| TASK BRIEF |
All entries are to be transcribed exactly. Pictures are not part of the copy.

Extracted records
──────────────────────────────
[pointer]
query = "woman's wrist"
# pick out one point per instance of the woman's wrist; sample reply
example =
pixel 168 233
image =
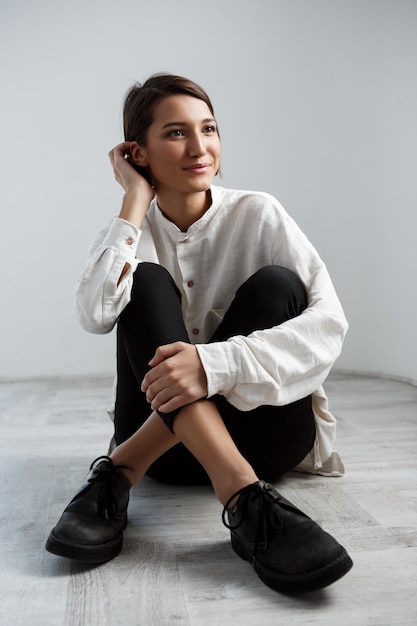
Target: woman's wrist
pixel 136 202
──────────────────────────────
| EXERCISE OUTPUT |
[pointer]
query = "woman's wrist"
# pick out one point per instance of the woman's wrist; sample reply
example =
pixel 168 233
image =
Target: woman's wrist
pixel 136 202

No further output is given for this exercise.